* TEXT BLOCK:
»»

Maine ranks near the bottom of all 50 states in internet speeds, which frustrates consumers and also puts a damper on business.
Legislators have submitted multiple bills this session to help municipalities build high-speed broadband networks. One bill’s title gives the flavor of many of them: “An Act To Actually Expand Rural Broadband.”
All that activity poses a threat to the state’s largest internet provider, Time Warner Cable: The more people who use a municipally-sponsored broadband service, the fewer customers available to the company.
Just as the legislative session was starting in January, Time Warner went on the offensive. It invited Maine lawmakers to an overnight “Winter Policy Conference” at a Cape Elizabeth resort, where the company tried to persuade legislators that government owned-broadband was a bad idea. The guests were served steak dinners and some were put up for the night in rooms that retail from $205 to $355 per night.
While lawmakers say they attended the event to become informed, others are not sure that legislators attending such an “educational forum,” as Time Warner called it, is in the public interest. Especially one at a resort described by its owners as designed to “surround you with every creature comfort.”
“If we want good public policy, there’s reason for all of us to be worried,” said utilities expert Gordon Weil, the state’s first Public Advocate, who represented the interests of ratepayers before regulators. Such treatment of legislators is “obviously intended to persuade them by more than the validity of the arguments; it’s intended to persuade by the reception they’re given.”
And the Time Warner event is not the only one of its type. Legislators are often invited to parties, dinners and multi-day tours paid for by interest groups.
“I think this idea of meals and conversations is how Augusta functions on some level; it’s where the lobby gets to function on some level,” said Rep. Mark Dion, D-Portland, who attended the event, did not stay overnight but was provided dinner and breakfast by Time Warner.
The event began the evening of Jan. 22. Representatives from Pets for Vets, a charity supported by Time Warner, gave the evening keynote presentation.
After breakfast the next day, legislators attended sessions that presented the telecommunications world as seen through the eyes of Time Warner, as well as a session featuring a panel of legislative leaders.
“It was helpful to go and get a perspective on some of those issues,” said Rep. Ellie Espling, R-New Gloucester, for whom Time Warner paid the cost of meals and the overnight stay. “I’m always looking at the opportunity to learn more about different things.”
How many legislators attended the conference isn’t clear.
An email from Melinda Poore, Time Warner’s chief Maine lobbyist and the event’s organizer, sent to members of the legislative leadership panel prior to the event, said “we … have maxed out the attendance.” Sen. Andre Cushing, a Republican senator from Hampden, for whom Time Warner also paid the cost of meals and the room, said he thought “about a dozen” legislators attended the Thursday night dinner. Rep. Dion said “30 or 35” attended Friday’s sessions.

««

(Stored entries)
»»

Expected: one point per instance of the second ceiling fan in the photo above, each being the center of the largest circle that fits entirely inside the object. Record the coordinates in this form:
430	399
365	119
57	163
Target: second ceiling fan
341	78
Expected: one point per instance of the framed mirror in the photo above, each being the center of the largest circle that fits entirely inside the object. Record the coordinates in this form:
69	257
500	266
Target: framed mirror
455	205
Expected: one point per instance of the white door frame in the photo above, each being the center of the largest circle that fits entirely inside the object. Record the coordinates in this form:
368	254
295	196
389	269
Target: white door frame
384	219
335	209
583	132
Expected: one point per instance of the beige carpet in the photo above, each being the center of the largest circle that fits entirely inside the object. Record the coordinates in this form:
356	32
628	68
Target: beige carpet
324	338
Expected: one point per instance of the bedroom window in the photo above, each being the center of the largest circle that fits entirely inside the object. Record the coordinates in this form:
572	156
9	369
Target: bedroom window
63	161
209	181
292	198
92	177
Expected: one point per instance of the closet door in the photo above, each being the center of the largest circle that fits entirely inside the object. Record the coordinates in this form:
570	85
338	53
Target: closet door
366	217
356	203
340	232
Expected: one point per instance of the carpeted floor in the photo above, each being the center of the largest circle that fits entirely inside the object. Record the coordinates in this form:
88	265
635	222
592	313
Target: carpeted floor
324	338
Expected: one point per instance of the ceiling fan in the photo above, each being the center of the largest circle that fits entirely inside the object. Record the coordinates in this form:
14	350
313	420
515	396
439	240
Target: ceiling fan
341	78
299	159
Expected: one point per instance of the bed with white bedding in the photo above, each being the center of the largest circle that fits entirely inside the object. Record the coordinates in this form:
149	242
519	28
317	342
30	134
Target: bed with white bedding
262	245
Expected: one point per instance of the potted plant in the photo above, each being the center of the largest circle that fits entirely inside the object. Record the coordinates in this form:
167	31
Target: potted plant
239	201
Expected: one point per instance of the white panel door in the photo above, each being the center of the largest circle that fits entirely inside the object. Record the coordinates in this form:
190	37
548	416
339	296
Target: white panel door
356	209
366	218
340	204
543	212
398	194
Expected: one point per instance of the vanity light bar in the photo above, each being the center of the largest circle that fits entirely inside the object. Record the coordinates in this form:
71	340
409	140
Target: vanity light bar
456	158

««

* TASKS:
A) In the broadband article, who gave the evening keynote presentation at the Time Warner conference?
B) Reproduce the passage of the broadband article starting with "All that activity" and going on through "to $355 per night.".

* OUTPUTS:
A) Representatives from Pets for Vets, a charity supported by Time Warner, gave the evening keynote presentation.

B)
All that activity poses a threat to the state’s largest internet provider, Time Warner Cable: The more people who use a municipally-sponsored broadband service, the fewer customers available to the company.
Just as the legislative session was starting in January, Time Warner went on the offensive. It invited Maine lawmakers to an overnight “Winter Policy Conference” at a Cape Elizabeth resort, where the company tried to persuade legislators that government owned-broadband was a bad idea. The guests were served steak dinners and some were put up for the night in rooms that retail from $205 to $355 per night.